=== INSTRUCTIONS FOR THE TASK ===
Using the data below, copy every line that contains the word "trace".

=== WORKING DATA ===
#####

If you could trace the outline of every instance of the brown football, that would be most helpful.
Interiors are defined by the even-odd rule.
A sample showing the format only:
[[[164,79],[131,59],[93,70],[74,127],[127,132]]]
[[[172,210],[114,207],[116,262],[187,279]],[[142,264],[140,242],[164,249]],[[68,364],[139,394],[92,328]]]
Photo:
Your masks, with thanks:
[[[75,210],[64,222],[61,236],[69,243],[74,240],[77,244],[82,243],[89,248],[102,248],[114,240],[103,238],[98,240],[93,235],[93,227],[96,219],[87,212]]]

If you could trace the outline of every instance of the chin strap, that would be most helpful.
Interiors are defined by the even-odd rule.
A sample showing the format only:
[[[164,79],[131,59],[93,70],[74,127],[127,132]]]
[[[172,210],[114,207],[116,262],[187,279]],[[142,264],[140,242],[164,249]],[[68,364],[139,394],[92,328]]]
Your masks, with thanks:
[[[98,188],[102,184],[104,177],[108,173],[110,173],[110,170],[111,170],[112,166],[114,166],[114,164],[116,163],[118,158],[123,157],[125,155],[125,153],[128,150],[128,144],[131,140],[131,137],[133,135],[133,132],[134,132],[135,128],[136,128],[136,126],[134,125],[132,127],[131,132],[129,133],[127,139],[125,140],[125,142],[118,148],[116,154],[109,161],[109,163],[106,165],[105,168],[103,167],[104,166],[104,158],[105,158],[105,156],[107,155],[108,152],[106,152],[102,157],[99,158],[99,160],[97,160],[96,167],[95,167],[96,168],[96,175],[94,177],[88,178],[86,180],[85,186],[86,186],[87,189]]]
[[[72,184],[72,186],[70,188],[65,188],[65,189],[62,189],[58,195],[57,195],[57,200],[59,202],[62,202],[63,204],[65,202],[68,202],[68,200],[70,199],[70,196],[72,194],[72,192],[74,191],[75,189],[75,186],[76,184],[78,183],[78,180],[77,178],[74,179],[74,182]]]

#####

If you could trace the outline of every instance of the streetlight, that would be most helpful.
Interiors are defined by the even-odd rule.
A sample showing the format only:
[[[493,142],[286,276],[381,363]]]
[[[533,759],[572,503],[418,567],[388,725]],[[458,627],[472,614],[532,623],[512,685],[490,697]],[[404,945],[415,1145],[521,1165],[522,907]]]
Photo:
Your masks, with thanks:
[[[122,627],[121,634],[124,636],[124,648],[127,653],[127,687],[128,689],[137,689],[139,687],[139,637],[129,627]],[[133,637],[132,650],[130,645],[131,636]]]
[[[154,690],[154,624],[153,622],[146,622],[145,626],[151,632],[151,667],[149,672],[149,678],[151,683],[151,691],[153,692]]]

#####

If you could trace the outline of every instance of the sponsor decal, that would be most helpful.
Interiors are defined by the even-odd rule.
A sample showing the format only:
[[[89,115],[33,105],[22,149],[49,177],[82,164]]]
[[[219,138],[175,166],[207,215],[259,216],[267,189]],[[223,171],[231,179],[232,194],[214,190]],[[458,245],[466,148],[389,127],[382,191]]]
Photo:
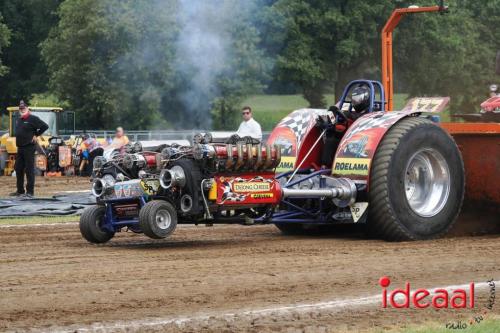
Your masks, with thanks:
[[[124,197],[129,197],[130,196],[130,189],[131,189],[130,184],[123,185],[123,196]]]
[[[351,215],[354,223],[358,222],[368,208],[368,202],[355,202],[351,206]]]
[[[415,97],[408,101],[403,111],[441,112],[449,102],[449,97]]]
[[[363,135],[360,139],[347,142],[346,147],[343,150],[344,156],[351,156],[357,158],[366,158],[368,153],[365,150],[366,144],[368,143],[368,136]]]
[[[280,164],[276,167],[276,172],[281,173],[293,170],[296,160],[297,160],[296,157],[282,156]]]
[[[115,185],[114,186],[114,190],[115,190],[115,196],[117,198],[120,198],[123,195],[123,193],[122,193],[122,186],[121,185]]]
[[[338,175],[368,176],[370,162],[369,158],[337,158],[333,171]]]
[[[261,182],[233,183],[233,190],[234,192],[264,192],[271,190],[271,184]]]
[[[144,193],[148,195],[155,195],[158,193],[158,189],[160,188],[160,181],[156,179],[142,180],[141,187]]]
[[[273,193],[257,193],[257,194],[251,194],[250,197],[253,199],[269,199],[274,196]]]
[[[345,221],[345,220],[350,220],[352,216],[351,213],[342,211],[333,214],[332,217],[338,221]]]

#####

=== REPLY ===
If you could trace the outline of every instance of the brown football, that would be most helpful.
If you could trace the outline of every instance of the chin strap, that would be most helpful.
If you could trace the outline of every instance of the streetlight, that would be most helpful.
If you could trace the outline of every instance of the sponsor decal, that would be most helpful.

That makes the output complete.